*Aim of the task*.
Up to and including the line that contains "Identify the grassy", write out each line of the material from its first line, exactly.

*Data to process*.
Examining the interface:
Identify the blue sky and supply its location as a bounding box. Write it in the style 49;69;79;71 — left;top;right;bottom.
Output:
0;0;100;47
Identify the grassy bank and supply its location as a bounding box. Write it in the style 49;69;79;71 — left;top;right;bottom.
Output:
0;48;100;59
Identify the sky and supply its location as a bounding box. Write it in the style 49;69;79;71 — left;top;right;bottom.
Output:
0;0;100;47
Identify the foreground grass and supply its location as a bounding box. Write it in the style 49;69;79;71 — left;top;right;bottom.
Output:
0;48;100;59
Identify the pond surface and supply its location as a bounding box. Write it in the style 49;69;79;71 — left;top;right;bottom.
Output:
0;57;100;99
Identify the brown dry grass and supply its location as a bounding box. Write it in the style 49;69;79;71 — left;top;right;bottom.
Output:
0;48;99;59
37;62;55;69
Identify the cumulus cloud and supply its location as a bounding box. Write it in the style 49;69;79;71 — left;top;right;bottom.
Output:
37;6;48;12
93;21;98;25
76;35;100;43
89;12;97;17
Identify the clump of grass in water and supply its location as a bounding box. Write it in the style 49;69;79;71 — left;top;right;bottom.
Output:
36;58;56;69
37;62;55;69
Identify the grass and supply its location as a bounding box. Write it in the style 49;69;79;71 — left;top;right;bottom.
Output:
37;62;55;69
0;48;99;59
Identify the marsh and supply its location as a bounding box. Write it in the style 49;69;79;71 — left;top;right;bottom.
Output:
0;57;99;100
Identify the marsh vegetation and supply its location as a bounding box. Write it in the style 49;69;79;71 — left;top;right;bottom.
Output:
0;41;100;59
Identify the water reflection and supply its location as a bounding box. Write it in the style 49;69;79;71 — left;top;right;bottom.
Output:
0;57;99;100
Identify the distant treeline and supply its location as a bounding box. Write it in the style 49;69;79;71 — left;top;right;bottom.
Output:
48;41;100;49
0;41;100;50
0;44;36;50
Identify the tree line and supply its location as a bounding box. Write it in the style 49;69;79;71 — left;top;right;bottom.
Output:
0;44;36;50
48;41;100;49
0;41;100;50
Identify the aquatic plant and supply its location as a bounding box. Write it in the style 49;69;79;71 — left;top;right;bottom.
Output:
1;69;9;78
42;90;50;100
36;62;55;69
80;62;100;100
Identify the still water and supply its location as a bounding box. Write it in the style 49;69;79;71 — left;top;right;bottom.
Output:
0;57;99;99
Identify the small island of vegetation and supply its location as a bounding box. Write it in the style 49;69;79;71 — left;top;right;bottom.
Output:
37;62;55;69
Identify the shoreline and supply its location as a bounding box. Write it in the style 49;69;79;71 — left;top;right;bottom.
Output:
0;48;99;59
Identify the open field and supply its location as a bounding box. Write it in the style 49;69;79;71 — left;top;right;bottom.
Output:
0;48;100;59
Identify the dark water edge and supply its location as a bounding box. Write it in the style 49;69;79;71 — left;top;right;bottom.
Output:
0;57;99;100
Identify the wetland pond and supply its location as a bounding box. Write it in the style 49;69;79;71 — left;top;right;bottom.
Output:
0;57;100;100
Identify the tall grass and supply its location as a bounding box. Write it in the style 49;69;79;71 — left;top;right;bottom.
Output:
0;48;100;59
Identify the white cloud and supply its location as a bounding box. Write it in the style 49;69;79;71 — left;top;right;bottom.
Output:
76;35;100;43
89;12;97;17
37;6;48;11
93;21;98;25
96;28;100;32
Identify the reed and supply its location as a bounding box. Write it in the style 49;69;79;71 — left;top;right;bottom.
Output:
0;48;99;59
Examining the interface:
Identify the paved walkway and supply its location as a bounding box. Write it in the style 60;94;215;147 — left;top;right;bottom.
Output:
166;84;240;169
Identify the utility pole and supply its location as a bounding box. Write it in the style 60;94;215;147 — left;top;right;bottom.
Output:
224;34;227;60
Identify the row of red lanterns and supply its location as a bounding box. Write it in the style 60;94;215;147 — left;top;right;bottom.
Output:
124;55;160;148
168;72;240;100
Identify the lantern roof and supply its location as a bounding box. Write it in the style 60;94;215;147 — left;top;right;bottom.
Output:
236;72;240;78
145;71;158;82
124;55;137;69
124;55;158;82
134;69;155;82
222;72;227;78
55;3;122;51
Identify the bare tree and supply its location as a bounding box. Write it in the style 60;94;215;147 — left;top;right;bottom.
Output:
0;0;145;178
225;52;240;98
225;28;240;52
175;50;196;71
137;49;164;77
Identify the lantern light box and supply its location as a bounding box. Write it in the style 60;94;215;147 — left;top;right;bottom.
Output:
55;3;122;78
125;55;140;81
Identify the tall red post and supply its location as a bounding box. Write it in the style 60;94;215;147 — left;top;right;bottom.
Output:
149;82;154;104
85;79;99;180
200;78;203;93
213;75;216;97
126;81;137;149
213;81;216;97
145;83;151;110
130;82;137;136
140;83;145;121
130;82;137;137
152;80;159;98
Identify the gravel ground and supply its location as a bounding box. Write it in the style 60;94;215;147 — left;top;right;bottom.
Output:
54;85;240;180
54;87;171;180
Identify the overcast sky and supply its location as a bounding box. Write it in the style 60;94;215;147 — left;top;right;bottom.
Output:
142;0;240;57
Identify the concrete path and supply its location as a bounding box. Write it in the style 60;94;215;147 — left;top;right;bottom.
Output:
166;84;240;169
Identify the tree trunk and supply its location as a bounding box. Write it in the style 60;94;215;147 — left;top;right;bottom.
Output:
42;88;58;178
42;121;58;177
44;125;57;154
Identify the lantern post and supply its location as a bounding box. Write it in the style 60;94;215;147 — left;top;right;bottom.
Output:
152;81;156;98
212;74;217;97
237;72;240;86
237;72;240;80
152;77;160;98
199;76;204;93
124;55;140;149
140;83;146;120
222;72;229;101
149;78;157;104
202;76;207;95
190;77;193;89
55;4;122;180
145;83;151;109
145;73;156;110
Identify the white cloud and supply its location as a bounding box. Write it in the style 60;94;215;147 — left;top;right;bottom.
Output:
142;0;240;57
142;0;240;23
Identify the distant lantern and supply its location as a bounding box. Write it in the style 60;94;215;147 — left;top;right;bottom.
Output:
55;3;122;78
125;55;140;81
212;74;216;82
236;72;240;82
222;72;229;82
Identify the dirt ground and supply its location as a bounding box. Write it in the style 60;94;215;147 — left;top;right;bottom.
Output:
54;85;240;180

*The completed task*.
Examining the interface:
Identify the blue sky and supply its location as a bounding box. Write it in the style 49;69;79;71 — left;top;right;bottom.
Output:
0;0;100;47
Identify the grassy bank and supply its location as a bounding box. Write it in the style 49;69;79;71 — left;top;right;bottom.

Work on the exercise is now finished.